● **Given problem**: Your task is to repeat, word for word, the line containing "of the draped" and all lines that follow it to the end of the material, and no other lines.

● **Input**:
____

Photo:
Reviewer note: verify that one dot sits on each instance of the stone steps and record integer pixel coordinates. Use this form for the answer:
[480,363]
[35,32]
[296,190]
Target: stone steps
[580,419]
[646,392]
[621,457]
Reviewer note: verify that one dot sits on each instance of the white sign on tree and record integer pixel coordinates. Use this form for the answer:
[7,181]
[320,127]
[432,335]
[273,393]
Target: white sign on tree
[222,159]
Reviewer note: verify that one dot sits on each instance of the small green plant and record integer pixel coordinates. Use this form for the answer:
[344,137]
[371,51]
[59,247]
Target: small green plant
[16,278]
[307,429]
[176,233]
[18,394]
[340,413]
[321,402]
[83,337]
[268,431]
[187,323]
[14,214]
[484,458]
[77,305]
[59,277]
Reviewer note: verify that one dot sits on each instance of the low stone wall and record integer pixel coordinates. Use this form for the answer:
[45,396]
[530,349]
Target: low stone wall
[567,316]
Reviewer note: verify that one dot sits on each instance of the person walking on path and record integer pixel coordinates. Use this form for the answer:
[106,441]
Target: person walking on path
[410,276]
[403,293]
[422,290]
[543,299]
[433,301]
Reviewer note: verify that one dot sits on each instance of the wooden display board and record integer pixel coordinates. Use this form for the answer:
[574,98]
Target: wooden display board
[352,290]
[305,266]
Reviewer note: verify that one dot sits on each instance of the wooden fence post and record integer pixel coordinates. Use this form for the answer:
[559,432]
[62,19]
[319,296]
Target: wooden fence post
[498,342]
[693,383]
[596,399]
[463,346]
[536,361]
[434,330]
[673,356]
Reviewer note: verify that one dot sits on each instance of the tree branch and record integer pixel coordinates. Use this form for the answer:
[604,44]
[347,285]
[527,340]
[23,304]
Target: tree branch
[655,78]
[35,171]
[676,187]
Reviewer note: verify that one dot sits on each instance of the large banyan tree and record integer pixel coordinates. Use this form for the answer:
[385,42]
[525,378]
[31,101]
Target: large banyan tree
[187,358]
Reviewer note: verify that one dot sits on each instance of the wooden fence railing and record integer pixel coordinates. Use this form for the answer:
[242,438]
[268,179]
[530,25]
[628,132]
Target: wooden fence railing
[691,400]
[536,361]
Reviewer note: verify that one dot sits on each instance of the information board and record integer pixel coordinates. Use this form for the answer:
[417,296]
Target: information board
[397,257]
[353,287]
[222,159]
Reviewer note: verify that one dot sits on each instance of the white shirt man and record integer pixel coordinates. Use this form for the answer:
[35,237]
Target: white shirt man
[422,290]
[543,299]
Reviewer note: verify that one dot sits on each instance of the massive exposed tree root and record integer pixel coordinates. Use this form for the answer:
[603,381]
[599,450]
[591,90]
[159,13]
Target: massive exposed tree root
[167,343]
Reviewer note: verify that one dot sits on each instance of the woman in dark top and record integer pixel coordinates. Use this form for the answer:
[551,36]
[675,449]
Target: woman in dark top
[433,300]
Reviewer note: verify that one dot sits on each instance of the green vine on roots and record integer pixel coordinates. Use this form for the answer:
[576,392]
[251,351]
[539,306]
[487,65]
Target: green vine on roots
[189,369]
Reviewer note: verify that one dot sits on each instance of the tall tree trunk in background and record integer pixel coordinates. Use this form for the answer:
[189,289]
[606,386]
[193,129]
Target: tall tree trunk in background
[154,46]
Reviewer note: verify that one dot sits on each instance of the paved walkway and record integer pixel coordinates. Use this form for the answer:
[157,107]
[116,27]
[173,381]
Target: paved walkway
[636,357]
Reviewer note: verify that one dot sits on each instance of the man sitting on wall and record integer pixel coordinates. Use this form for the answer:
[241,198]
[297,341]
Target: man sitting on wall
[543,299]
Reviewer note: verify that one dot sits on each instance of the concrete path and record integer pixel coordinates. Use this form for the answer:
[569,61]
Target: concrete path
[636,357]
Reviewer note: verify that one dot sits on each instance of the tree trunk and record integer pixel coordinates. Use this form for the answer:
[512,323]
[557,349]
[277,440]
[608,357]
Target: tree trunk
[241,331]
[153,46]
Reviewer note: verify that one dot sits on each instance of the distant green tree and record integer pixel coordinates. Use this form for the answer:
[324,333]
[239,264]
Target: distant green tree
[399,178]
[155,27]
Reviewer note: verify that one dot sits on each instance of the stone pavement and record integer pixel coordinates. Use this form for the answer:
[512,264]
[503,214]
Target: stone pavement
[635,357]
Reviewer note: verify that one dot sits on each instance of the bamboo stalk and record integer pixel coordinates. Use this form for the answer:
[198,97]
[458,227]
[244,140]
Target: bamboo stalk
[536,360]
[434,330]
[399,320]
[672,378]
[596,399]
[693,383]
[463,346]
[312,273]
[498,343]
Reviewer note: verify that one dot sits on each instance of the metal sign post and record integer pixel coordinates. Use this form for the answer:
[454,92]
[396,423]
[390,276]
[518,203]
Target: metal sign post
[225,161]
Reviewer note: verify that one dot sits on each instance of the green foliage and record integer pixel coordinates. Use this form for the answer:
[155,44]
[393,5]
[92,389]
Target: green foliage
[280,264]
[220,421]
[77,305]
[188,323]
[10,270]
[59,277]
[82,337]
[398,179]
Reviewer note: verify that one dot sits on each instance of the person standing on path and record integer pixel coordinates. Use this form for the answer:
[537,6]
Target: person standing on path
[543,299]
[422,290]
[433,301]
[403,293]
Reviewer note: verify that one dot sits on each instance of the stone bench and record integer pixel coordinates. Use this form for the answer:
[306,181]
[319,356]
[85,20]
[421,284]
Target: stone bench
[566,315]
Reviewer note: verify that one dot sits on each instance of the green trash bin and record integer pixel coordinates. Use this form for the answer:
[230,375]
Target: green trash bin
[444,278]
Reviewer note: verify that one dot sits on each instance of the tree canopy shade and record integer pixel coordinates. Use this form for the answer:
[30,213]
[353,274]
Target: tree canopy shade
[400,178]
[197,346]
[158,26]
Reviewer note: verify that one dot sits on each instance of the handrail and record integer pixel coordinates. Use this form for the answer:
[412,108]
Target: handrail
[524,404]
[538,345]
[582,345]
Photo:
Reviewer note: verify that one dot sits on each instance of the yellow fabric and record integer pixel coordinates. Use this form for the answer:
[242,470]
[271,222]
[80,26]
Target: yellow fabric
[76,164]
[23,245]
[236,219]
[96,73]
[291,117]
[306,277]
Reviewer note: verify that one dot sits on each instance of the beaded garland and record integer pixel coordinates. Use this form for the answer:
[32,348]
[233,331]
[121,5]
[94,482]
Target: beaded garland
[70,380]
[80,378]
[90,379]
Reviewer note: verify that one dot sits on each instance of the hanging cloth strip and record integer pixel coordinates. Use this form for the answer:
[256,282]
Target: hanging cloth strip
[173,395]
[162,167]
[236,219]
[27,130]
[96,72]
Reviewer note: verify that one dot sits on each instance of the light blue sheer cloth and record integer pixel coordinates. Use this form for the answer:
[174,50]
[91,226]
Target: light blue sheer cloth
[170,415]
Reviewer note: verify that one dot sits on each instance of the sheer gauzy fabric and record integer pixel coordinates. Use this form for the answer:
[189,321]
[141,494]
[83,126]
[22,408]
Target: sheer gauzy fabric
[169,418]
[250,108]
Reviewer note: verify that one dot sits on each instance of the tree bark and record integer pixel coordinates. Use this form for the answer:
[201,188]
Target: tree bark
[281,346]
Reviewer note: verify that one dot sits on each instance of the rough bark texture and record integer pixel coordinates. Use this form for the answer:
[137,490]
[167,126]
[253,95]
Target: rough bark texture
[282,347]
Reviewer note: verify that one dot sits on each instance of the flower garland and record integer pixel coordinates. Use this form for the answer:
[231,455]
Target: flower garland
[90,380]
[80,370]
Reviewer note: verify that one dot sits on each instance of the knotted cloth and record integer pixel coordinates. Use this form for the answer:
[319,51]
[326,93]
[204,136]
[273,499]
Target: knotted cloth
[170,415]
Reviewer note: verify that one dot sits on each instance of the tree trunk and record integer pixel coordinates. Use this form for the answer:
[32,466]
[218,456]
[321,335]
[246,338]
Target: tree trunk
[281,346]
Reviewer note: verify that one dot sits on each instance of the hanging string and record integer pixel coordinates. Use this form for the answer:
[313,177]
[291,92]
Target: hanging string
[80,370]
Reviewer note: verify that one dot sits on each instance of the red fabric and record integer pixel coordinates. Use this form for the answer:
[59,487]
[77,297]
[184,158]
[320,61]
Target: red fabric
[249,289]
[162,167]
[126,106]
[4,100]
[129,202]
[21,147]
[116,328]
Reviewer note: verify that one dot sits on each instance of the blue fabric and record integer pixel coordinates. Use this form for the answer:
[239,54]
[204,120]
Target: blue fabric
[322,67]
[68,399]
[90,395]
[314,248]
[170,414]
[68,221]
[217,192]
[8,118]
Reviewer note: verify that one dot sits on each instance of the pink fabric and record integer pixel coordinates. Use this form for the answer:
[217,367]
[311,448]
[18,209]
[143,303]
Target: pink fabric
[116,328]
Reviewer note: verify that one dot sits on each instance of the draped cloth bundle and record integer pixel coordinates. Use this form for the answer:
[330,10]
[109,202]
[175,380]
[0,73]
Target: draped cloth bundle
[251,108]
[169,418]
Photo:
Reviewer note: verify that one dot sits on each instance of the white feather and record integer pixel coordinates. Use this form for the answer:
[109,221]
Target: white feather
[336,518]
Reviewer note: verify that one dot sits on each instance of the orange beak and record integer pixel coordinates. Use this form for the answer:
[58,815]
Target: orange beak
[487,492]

____

● **Right answer**:
Reviewer note: verify that one dot sits on each instance of the draped cloth bundle and record integer pixel coordinates. Use this form for the answer:
[330,10]
[109,202]
[175,380]
[0,73]
Target: draped cloth bundle
[251,108]
[169,418]
Photo:
Reviewer note: verify that one dot sits on each instance of the white feather and record integer pixel coordinates. Use this form for the answer:
[109,221]
Target: white feather
[336,518]
Reviewer note: verify that one dot sits on each instance of the orange beak and record integer pixel coordinates. Use this form for the answer:
[58,815]
Target: orange beak
[487,492]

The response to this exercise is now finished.